◆ Exercise task
Set down the line that contains "Task: locate the white shopping" and every line after it to the end of the entries, exactly as they stand and nothing more.

··· Records for the task ···

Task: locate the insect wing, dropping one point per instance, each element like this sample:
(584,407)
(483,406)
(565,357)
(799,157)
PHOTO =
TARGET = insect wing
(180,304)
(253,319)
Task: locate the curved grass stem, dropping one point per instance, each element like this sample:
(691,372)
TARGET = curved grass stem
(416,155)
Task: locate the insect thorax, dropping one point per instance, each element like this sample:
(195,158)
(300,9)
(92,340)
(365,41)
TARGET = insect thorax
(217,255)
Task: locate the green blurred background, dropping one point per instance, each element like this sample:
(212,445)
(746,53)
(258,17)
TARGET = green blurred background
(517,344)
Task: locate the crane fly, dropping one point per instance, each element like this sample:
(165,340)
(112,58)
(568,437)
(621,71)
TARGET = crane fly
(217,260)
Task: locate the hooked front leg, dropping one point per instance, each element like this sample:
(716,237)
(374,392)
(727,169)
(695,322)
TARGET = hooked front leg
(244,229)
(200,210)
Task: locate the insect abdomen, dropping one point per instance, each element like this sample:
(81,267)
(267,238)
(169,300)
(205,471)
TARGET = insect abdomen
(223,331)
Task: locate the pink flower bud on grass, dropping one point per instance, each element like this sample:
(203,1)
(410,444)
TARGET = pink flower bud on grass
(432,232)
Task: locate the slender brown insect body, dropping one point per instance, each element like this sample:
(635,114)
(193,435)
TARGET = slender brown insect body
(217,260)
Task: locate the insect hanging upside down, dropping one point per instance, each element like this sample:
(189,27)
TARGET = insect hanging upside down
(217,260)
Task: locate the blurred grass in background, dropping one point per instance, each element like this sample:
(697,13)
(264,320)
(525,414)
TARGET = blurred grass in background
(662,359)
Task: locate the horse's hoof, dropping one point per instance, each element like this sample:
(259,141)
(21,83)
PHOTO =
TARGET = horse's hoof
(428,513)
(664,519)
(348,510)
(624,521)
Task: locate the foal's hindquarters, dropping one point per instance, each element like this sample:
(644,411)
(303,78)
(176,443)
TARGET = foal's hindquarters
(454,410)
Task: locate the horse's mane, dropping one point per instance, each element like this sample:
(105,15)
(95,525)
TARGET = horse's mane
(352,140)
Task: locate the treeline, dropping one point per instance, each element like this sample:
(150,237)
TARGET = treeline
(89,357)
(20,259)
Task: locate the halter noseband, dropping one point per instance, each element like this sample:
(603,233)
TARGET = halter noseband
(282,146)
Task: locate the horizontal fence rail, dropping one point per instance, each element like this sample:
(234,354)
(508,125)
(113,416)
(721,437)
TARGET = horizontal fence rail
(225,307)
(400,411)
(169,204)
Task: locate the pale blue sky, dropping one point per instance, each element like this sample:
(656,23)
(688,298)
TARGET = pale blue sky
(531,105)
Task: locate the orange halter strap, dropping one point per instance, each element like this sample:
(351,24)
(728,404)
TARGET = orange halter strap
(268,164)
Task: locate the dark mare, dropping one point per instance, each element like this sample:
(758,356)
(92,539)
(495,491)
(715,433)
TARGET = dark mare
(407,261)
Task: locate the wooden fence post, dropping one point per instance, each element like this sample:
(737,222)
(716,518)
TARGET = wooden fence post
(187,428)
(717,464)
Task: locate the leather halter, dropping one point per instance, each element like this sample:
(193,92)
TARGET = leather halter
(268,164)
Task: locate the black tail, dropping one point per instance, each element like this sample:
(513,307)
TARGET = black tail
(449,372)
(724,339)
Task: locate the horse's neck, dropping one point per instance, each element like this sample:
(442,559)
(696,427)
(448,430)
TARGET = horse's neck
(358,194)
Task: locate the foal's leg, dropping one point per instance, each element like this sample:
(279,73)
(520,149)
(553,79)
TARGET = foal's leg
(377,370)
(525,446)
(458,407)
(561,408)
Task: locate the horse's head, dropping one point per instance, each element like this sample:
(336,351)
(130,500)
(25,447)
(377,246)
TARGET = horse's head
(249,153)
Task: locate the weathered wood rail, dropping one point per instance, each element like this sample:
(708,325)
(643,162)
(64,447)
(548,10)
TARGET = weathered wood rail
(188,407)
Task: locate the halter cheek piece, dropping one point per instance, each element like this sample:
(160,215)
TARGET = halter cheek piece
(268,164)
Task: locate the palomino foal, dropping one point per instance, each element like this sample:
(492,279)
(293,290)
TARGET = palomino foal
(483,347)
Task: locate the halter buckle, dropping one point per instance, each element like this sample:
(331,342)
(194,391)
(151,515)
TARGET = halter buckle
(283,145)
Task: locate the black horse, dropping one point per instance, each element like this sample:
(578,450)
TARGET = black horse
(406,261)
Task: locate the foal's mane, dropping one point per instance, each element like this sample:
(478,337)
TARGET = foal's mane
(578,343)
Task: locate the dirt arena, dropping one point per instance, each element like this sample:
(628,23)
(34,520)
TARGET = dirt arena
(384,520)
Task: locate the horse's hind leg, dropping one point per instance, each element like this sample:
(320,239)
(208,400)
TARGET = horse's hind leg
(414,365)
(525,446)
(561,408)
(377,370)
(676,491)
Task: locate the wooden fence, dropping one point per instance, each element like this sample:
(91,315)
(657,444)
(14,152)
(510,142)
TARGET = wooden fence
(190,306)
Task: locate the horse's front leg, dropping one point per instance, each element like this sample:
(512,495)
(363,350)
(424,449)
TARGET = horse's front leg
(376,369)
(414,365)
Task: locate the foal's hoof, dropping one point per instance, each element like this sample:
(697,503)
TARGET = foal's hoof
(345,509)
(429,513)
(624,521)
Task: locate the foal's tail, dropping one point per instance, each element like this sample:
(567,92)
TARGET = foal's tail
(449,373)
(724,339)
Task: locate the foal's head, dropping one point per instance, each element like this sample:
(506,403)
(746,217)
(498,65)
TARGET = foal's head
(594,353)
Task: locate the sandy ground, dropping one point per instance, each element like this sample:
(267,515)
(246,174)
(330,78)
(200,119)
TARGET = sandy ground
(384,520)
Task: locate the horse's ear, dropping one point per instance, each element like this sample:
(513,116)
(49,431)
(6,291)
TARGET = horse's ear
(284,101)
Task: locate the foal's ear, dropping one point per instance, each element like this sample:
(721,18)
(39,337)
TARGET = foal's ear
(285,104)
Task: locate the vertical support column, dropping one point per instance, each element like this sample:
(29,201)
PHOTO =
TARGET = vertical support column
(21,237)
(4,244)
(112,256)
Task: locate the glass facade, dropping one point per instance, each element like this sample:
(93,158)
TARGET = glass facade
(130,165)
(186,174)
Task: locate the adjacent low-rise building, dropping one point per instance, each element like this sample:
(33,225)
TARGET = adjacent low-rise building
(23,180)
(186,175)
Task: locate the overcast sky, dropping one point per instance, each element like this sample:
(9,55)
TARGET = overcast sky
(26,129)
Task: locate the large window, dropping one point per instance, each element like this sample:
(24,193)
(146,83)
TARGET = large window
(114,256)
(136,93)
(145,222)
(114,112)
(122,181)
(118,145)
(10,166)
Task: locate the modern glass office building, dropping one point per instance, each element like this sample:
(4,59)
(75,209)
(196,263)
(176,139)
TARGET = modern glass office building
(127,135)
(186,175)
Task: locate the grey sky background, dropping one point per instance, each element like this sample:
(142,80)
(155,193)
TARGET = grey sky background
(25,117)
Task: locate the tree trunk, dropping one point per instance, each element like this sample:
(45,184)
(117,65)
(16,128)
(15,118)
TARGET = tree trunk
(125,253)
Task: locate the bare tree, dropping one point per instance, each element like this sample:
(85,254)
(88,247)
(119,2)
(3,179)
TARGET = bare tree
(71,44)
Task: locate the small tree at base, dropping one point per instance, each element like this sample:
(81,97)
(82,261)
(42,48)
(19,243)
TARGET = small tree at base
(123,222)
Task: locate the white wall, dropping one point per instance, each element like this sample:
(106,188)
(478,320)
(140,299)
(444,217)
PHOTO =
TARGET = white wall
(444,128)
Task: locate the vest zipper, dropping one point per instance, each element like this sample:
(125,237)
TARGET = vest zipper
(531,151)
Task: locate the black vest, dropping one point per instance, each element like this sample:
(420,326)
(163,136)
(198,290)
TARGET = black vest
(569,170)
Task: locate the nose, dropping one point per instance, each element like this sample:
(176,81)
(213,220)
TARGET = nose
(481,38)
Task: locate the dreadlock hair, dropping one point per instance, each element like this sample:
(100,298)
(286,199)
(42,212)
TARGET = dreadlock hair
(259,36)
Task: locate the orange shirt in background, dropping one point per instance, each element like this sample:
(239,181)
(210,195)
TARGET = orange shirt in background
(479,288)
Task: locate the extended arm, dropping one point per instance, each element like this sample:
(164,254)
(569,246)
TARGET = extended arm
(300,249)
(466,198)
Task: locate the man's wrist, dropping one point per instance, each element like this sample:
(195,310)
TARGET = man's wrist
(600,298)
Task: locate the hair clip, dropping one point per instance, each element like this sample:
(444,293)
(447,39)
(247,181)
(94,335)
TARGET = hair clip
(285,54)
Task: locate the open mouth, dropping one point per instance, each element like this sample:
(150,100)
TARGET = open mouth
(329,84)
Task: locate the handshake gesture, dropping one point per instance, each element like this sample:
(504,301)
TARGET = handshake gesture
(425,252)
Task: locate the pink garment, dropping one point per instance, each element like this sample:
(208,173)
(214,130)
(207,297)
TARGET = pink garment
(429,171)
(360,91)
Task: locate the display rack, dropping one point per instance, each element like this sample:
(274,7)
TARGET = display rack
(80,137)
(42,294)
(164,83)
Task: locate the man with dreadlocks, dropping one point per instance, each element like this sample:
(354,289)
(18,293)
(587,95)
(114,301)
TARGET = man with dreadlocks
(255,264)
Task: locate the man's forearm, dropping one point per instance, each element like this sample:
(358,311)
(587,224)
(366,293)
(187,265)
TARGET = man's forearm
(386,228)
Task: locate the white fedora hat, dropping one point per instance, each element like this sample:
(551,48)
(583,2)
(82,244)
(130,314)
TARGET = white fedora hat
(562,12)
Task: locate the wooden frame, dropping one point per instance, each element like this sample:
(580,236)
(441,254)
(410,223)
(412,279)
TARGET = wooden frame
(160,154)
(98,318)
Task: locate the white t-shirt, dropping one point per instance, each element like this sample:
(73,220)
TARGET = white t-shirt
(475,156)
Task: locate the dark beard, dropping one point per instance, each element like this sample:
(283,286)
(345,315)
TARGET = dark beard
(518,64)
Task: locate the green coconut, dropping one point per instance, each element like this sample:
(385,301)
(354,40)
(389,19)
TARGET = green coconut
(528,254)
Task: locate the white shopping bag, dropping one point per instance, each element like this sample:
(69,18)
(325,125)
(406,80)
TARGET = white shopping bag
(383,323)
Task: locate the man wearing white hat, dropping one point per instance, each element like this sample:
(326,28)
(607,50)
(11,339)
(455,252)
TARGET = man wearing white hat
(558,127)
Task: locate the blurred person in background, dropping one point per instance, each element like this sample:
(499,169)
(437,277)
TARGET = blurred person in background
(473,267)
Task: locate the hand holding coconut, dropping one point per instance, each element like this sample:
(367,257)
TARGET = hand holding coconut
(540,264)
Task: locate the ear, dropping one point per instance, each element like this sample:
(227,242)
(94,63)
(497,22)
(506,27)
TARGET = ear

···

◆ The result
Task: locate the white shopping bag, dropping one point per instance, each element like this sample:
(69,18)
(325,125)
(406,80)
TARGET = white shopping bag
(383,323)
Task: locate the man wearing white hat, dropping one point per instance, each element like this sample:
(326,28)
(607,50)
(11,339)
(455,252)
TARGET = man wearing white hat
(558,127)
Task: locate the blurred person in background, dropping one point per instance, each element like this sample:
(499,169)
(437,277)
TARGET = blurred person in background
(473,267)
Task: locate the hand holding coconut, dropping one point per instance, each element like this sample:
(367,257)
TARGET = hand holding coconut
(540,264)
Task: locate the ear, dropping one point per instance, each element like this sample:
(227,242)
(94,63)
(497,22)
(506,27)
TARGET = ear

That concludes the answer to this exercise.